* Written instruction A
Count the lines in the listing that contain the word "basketball", and reply with only that number.

* Text passage
— start —
I don't understand this. If anything advertising is more transparent today than ever before.

Consider in the 1800s it wasn't uncommon for a publisher to be paid for a product & make it seem like they were simply endorsing something they truly liked.

With the advent of TV, products would be place throughout the show.

Today we have much stricter laws about making it clear a publisher is promoting a product because they are paid.

> ... the strict sense of the word. "Here is this product. That's how it works. That's how it's different from its competitors. Here is the price. Here is the total cost of ownership as compared to the competitor. Here is how this product can satisfy your needs in this specific case"

Only a very, very small percentage of things are purchased this way.

Why does your friend pay extra for those Louis Vuitton sunglasses? Hint: It's not because of quality. All sunglasses are basically made by one company.

Why does your friend drink Coke over Pepsi? Hint: It's not because of health reasons & pretty unlikely it's because of taste.

Why does your friend buy Frosted Flakes instead of the store brand? And so on...

A lot of it boils down to "brand equity" -- what you'll pay for a specific brand over something else. Why do people do that? It's because of the association, image, and feeling a brand generates. You don't sell diapers by saying "We sell good diapers." You sell diapers by showing a cute baby with soft music & get mother's to form an emotional bond with the product.
— end —
* Written instruction B
Answer these questions about the passage on advertising:
(i) With the advent of TV, where would products be placed?
(ii) Which brand of sunglasses does the friend pay extra for?
(iii) According to the passage, how do you sell diapers?

* Entries provided
— start —
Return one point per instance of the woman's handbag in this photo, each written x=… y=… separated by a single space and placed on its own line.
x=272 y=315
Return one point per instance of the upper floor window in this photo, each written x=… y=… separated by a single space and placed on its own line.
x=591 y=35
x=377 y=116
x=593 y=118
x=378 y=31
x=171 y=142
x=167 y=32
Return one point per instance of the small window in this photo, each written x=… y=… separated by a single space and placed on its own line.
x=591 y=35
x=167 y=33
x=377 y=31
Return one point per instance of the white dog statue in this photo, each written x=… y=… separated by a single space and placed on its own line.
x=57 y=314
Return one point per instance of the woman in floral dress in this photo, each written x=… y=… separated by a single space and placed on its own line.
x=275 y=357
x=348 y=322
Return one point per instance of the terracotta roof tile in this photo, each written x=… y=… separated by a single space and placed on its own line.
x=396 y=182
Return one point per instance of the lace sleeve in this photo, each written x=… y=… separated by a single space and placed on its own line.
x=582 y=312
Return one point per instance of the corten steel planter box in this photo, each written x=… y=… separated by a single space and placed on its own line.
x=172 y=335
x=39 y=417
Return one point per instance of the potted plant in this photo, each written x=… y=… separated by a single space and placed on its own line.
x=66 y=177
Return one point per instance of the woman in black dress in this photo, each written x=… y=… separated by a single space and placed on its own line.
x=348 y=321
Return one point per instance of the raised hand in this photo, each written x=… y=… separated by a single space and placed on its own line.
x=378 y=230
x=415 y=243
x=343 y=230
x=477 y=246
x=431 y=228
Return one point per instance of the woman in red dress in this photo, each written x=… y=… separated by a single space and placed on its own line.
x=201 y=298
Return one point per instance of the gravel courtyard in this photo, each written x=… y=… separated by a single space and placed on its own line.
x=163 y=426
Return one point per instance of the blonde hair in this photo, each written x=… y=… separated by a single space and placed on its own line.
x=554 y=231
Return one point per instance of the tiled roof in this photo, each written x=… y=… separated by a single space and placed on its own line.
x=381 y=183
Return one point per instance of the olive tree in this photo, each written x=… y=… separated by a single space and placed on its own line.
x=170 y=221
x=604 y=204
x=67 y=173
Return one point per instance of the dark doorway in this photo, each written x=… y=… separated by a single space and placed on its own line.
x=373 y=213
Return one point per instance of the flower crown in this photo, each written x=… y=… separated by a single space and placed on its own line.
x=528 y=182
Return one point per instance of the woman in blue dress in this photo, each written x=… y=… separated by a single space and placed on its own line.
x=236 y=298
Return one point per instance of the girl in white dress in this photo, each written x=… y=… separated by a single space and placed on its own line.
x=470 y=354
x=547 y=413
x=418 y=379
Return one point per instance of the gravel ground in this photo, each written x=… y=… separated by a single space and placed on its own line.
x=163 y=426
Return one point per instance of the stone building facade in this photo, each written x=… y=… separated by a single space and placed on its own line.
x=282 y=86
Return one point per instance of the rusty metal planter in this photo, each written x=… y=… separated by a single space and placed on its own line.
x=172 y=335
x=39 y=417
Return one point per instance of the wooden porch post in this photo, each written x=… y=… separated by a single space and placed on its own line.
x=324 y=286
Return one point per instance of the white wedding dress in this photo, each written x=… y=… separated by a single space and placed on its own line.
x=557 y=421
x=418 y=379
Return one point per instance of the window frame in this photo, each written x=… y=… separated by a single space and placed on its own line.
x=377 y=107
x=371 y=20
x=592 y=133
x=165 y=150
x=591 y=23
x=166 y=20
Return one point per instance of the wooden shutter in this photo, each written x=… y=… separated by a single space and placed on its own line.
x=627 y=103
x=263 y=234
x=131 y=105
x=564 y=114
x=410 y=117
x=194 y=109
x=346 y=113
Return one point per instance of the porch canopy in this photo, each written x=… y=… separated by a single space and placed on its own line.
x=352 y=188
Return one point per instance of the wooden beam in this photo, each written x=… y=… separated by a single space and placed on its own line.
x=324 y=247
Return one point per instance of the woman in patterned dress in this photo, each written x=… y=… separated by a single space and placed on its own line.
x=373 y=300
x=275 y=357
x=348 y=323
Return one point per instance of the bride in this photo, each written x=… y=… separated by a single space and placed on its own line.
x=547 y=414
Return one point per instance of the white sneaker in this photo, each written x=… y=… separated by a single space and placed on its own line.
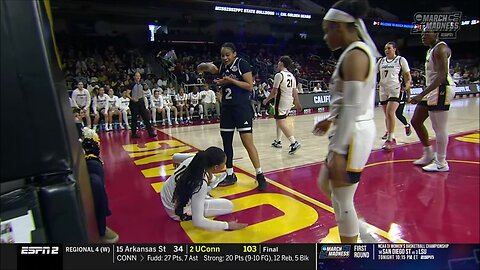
x=424 y=160
x=436 y=166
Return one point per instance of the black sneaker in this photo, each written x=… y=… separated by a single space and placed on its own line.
x=294 y=147
x=262 y=182
x=229 y=180
x=277 y=144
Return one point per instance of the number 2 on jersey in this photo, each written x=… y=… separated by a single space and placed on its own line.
x=228 y=93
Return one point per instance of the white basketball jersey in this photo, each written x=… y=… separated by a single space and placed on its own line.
x=124 y=103
x=182 y=99
x=194 y=99
x=431 y=72
x=112 y=102
x=101 y=101
x=336 y=87
x=157 y=102
x=391 y=70
x=286 y=84
x=167 y=100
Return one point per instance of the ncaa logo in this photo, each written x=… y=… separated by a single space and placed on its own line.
x=33 y=250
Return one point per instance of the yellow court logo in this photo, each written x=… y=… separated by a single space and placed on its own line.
x=471 y=138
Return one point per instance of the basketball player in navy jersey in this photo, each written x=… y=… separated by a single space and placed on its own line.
x=237 y=83
x=434 y=102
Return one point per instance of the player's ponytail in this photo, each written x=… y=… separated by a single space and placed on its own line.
x=394 y=45
x=287 y=62
x=189 y=178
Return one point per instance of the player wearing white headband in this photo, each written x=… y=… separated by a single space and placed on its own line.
x=352 y=104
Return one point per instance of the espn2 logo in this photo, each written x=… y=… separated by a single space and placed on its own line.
x=32 y=250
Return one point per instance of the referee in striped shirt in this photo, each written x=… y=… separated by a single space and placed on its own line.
x=137 y=106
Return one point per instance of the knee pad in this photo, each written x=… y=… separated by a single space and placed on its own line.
x=323 y=181
x=346 y=215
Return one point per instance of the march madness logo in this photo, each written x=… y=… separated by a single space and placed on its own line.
x=334 y=252
x=445 y=23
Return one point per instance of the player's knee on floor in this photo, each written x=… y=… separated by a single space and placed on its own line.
x=346 y=215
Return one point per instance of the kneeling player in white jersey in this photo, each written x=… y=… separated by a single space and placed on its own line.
x=185 y=193
x=391 y=68
x=285 y=93
x=352 y=106
x=434 y=101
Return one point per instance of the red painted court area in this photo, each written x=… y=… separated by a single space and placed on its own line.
x=400 y=201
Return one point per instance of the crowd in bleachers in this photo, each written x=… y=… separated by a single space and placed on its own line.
x=99 y=74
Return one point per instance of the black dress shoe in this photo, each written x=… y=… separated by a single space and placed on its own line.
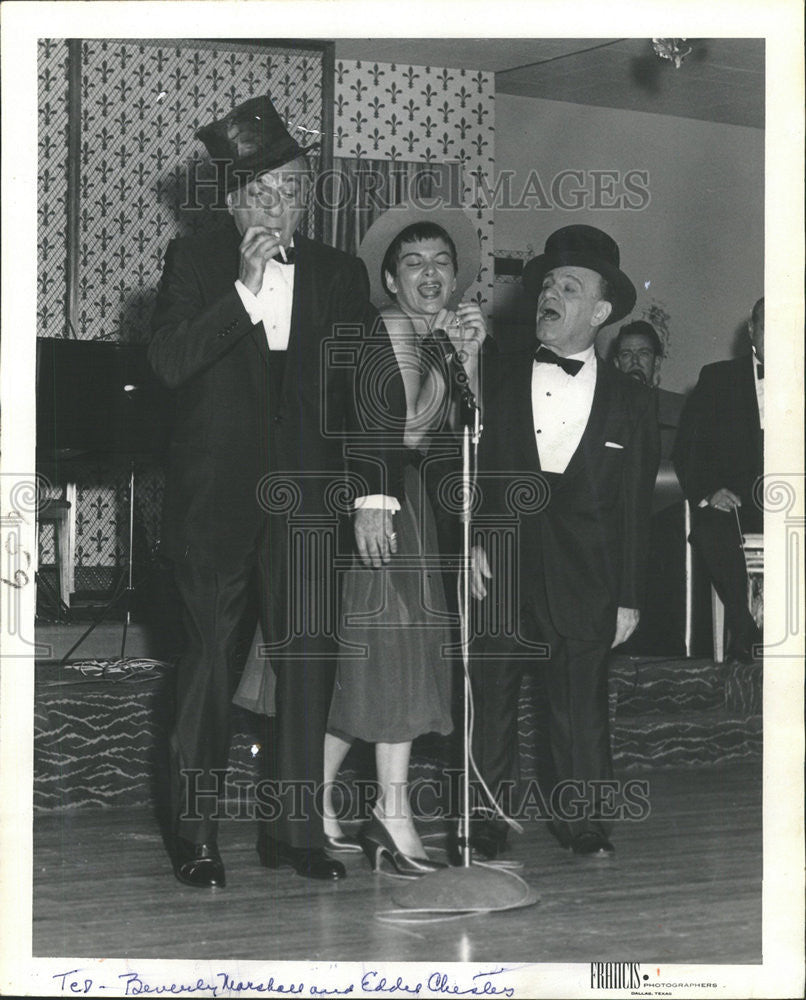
x=343 y=844
x=741 y=653
x=486 y=840
x=592 y=844
x=310 y=863
x=199 y=865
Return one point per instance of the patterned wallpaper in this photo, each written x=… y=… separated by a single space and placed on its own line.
x=52 y=186
x=423 y=114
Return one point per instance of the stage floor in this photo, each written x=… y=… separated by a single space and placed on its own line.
x=684 y=887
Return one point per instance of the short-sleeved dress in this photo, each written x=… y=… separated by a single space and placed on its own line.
x=393 y=681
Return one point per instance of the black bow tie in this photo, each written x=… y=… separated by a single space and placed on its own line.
x=290 y=255
x=546 y=357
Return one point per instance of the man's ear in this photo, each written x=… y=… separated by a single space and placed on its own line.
x=601 y=311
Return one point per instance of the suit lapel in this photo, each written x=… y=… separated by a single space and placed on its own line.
x=748 y=403
x=516 y=387
x=592 y=440
x=300 y=321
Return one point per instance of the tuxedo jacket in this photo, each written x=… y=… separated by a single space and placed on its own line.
x=581 y=546
x=719 y=441
x=231 y=429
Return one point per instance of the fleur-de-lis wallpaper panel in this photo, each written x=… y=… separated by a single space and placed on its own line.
x=141 y=103
x=424 y=114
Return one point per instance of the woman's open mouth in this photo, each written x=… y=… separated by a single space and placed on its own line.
x=430 y=289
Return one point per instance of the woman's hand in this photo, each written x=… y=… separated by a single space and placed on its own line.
x=466 y=328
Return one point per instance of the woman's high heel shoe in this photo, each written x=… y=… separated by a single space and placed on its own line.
x=343 y=844
x=377 y=843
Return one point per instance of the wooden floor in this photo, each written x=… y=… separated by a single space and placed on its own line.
x=685 y=886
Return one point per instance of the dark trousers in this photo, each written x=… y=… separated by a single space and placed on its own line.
x=573 y=741
x=718 y=539
x=214 y=602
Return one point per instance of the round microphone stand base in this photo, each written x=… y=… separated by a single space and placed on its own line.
x=465 y=891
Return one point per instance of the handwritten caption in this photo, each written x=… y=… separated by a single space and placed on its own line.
x=222 y=984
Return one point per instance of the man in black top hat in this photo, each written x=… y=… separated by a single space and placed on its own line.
x=719 y=456
x=583 y=438
x=239 y=332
— end —
* Worked answer A
2

* Worked answer B
(i) Throughout the show.
(ii) Louis Vuitton.
(iii) By showing a cute baby with soft music and getting mothers to form an emotional bond with the product.